» What the exercise asks: Copy everything in the listing below from the line containing "Could you kindly indicate each instance of the white buffet" down to the line containing "<point>366,184</point>", both lines and the requests included. Raise every coordinate in the answer points by 58, and leave out the rest of the listing.

Stored dataset items
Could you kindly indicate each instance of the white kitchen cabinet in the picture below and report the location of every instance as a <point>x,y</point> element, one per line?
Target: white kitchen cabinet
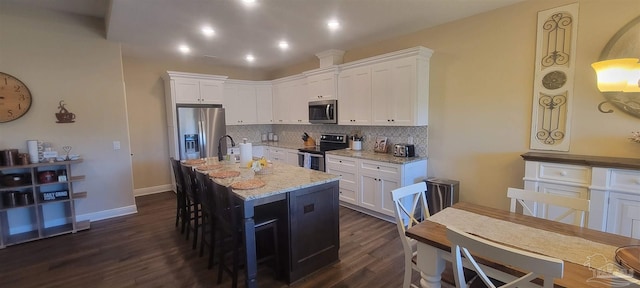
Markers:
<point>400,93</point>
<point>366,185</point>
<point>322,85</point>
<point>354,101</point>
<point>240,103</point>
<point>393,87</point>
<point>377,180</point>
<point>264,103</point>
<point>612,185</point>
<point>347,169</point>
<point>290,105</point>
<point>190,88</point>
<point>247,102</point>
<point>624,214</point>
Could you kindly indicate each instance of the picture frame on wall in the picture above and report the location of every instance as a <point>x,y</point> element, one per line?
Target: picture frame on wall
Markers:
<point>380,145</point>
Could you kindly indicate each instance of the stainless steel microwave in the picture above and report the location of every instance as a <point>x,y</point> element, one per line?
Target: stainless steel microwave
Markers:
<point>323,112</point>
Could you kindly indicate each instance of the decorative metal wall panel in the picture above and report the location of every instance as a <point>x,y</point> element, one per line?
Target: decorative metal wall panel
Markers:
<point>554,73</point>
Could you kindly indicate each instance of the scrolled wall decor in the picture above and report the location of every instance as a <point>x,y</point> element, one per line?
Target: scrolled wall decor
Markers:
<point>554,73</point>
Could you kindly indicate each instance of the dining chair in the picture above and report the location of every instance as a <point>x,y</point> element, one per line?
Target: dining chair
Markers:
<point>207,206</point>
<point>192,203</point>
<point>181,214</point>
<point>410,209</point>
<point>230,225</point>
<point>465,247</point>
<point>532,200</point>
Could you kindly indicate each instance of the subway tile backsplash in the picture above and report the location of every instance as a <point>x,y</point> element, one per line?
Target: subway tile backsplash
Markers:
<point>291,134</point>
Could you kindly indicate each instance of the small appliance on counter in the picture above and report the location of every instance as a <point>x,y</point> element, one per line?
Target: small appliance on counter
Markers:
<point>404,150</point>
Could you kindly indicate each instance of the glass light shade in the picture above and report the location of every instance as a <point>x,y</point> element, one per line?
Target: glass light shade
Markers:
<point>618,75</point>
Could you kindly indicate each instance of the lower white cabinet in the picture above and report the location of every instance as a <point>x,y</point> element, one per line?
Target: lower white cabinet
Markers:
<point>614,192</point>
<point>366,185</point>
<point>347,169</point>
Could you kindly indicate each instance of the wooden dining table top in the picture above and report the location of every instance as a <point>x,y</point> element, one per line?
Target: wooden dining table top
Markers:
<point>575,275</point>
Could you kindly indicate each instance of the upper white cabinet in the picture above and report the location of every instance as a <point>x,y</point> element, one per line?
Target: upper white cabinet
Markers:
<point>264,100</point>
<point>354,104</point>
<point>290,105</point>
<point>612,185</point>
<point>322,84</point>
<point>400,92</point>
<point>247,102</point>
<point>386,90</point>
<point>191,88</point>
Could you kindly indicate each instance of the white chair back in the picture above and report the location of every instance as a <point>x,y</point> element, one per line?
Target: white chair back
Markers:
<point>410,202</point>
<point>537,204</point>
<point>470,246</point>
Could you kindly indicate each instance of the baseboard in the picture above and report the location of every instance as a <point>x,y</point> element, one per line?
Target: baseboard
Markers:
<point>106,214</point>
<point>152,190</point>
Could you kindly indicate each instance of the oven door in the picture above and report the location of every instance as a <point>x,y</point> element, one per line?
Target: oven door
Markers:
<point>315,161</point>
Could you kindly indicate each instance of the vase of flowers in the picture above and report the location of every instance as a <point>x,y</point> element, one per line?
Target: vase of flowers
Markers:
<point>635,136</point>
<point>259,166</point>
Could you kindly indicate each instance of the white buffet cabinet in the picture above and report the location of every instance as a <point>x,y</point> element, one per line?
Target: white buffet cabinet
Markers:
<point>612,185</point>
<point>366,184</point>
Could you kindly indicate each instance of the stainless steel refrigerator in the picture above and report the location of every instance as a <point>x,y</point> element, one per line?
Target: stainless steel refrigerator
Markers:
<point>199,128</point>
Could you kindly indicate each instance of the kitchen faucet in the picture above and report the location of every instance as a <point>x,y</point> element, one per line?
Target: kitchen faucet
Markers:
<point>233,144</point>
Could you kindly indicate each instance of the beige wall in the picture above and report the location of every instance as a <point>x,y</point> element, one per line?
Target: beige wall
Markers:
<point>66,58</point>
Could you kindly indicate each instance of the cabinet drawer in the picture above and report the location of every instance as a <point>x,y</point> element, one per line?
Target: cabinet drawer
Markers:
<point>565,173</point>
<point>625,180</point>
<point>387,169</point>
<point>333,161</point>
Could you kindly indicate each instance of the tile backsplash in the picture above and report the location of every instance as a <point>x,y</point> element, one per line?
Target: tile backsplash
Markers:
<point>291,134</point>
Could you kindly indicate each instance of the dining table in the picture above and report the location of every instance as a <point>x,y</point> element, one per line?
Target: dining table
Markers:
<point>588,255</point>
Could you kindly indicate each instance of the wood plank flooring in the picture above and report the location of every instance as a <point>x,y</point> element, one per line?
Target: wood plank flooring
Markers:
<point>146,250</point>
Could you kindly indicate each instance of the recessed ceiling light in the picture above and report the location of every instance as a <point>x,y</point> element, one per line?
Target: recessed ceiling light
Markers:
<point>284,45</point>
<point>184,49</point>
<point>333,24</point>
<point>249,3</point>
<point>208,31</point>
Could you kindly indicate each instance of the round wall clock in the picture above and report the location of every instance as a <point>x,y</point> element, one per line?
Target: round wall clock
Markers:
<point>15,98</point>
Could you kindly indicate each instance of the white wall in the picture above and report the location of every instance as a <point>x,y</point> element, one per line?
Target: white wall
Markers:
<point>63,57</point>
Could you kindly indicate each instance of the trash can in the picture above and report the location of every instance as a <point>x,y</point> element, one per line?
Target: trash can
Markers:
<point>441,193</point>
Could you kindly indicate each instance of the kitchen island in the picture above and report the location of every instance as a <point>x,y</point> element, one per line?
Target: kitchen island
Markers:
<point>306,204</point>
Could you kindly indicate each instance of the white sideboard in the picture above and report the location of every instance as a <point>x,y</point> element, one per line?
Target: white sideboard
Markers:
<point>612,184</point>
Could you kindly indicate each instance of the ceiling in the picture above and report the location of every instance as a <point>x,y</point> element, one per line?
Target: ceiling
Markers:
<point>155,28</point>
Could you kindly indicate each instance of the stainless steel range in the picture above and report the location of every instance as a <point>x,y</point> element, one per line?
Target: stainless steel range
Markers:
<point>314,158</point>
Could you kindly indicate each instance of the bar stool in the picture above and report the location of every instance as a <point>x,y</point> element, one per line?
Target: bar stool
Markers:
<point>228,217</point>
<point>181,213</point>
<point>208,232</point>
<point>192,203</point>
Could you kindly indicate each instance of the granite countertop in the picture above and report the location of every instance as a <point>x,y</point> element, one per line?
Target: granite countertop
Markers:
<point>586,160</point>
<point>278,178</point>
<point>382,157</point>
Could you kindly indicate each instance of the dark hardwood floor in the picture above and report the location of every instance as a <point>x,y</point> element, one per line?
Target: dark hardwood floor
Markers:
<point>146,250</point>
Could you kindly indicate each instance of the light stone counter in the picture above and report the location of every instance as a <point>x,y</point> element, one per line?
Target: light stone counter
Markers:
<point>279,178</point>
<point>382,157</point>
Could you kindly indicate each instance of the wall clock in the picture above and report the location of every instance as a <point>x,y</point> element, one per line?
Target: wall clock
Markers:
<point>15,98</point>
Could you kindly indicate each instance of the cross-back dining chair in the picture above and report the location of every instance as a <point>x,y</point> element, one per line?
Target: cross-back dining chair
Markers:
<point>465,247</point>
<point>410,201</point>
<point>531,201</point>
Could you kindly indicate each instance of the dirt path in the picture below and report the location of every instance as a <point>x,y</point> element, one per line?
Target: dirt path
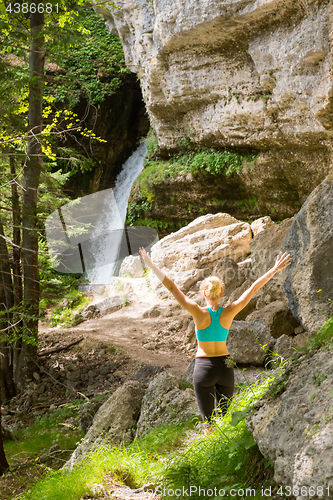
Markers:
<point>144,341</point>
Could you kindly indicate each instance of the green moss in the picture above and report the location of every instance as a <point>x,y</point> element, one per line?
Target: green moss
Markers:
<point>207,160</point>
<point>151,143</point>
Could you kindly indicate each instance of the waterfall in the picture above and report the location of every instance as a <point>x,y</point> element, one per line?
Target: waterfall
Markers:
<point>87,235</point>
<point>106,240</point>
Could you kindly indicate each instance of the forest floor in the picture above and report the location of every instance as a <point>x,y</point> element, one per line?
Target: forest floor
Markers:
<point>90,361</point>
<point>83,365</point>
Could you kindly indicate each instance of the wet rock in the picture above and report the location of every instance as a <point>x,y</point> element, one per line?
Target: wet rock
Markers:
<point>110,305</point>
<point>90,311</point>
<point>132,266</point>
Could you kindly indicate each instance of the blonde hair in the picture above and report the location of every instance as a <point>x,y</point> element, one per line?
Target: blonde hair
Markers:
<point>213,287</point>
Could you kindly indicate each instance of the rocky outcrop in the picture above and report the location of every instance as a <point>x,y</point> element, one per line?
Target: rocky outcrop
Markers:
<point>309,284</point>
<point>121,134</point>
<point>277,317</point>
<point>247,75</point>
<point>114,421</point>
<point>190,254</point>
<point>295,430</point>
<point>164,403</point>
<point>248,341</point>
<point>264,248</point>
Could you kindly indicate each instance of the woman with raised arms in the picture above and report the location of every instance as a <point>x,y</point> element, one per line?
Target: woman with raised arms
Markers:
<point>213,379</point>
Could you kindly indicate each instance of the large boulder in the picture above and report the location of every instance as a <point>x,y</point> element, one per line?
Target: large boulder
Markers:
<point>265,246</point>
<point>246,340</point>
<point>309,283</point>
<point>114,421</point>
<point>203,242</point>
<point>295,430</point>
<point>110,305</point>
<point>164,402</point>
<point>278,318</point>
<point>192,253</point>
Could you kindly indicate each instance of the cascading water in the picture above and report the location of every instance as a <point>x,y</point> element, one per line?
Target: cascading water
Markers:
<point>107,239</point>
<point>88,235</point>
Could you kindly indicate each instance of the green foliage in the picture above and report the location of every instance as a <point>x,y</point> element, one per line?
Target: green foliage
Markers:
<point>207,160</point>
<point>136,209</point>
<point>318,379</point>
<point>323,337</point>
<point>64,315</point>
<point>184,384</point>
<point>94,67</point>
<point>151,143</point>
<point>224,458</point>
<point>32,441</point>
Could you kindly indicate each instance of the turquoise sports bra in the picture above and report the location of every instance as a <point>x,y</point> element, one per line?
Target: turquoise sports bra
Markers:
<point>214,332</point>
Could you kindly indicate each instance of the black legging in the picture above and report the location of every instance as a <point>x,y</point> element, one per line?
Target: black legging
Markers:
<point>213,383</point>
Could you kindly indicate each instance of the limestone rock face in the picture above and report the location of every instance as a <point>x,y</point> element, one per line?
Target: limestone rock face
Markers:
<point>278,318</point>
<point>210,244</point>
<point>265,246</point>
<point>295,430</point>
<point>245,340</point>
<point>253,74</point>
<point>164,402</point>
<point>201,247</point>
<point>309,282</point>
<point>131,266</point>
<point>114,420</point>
==
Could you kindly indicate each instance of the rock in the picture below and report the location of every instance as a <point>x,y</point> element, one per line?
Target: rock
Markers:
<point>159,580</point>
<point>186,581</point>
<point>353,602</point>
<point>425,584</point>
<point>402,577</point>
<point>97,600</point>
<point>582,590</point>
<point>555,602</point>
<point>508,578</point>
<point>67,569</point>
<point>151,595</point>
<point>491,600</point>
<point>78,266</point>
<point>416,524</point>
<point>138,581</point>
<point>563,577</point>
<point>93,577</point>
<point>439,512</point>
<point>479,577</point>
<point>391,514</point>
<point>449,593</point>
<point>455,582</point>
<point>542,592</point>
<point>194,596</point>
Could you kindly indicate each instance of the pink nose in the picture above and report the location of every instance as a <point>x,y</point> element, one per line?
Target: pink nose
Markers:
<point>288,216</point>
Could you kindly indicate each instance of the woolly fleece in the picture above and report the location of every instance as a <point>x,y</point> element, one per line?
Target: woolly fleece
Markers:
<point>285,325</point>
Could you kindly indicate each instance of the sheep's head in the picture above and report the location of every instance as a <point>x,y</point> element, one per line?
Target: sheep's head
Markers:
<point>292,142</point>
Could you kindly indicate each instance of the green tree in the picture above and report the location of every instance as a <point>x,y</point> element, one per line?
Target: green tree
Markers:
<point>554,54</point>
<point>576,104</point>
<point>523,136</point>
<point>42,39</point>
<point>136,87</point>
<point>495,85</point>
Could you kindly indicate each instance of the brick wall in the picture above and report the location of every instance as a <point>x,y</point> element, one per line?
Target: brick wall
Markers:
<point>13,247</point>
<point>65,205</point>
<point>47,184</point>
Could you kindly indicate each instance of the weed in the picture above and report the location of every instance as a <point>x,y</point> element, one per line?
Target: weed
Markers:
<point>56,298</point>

» Response below:
Could you kindly indicate each instance of the white buffet cabinet in the picture above and report the location of every instance as a <point>x,y</point> element, one per line?
Target: white buffet cabinet
Markers:
<point>670,243</point>
<point>424,242</point>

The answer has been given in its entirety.